More women test HIV positive in Assin North
The Assin North Municipality in the Central Region has seen a significant increase in reported cases of HIV infections particularly among girls and pregnant women as it recorded a total of 218 cases in 2017 made up of 162 females and 56 males.
In 2016, a total of 257 cases comprising 186 females and 69 males were recorded.
Madam Admire Owusu, the Municipal Disease Control Officer, who made this known in an interview with the Ghana News Agency, was dismayed that regardless of the Health Directorate’s relentless effort to tame the spread of the menace, more women were being infected as compared to men.
About 95 per cent of people living With HIV and AIDS were infected through unsafe sex, Madam Owusu disclosed, saying her office had increased the fight against the spread of the infection through the combination of a multi-faceted comprehensive public education approach and screening of pregnant women to reduce the prevalence rate.
She added that their goal was particularly, to find the HIV status of pregnant women to properly counsel and provide them with drugs, to prevent mother-to-child transmission, which was critical to the prevention of the disease, and hinted that they were making good progress as more pregnant women with the disease were being supported.

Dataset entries
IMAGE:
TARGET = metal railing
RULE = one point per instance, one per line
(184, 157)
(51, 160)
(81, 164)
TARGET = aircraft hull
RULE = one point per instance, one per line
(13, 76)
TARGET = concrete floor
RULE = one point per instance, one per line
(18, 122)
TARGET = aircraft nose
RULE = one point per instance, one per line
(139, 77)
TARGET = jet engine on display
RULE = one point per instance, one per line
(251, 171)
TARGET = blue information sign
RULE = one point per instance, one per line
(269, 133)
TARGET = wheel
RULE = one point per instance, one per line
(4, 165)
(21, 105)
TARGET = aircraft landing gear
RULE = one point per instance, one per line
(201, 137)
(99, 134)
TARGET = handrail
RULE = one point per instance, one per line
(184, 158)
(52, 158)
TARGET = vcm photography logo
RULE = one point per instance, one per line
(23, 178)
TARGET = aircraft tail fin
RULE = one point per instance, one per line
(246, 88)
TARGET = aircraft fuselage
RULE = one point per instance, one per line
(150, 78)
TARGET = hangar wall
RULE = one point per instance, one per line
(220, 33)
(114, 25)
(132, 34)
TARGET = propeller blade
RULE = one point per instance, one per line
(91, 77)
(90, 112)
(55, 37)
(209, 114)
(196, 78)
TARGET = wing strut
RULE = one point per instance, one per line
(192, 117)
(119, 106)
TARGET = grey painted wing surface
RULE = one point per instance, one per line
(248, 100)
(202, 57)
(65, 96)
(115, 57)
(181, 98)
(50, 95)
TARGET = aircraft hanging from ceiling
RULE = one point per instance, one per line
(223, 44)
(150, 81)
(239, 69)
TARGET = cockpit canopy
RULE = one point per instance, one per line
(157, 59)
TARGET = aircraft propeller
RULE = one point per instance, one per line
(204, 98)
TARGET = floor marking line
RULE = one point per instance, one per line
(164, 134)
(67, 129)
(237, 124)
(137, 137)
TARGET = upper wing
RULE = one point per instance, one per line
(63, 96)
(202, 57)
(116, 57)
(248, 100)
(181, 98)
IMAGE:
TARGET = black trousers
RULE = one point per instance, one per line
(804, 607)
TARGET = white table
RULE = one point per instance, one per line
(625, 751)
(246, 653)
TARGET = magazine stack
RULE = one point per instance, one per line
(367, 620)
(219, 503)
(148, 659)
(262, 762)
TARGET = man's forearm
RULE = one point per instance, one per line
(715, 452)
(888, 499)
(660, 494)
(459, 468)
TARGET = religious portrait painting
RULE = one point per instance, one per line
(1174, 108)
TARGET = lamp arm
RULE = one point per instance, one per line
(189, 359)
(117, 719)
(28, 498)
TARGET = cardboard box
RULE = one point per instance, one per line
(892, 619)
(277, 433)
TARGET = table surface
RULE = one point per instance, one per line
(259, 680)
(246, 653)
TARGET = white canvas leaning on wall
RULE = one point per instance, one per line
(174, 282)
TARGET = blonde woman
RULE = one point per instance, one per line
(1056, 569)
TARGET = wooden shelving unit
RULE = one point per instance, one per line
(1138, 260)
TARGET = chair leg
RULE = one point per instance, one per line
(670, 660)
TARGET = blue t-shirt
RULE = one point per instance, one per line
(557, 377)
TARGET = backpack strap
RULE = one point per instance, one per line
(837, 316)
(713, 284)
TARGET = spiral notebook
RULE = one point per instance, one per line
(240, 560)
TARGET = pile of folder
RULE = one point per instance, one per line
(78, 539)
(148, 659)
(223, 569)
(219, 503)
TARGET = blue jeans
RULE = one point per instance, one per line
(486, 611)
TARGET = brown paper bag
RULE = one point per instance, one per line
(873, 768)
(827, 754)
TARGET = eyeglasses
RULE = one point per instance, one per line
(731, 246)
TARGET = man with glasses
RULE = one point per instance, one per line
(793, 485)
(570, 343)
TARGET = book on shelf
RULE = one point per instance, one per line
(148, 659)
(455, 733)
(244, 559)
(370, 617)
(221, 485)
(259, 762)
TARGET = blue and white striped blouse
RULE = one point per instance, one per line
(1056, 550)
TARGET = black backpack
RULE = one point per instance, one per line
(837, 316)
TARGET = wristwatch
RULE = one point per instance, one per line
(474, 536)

> **WHAT YOU WILL DO**:
1 – Output the passage of the article on HIV cases in Assin North from "In 2016, a total" up to and including "compared to men.".
2 – According to the article on HIV cases in Assin North, what share of people living with HIV and AIDS were infected through unsafe sex?

> **OUTPUTS BY TASK**:
1 –
In 2016, a total of 257 cases comprising 186 females and 69 males were recorded.
Madam Admire Owusu, the Municipal Disease Control Officer, who made this known in an interview with the Ghana News Agency, was dismayed that regardless of the Health Directorate’s relentless effort to tame the spread of the menace, more women were being infected as compared to men.

2 – About 95 percent.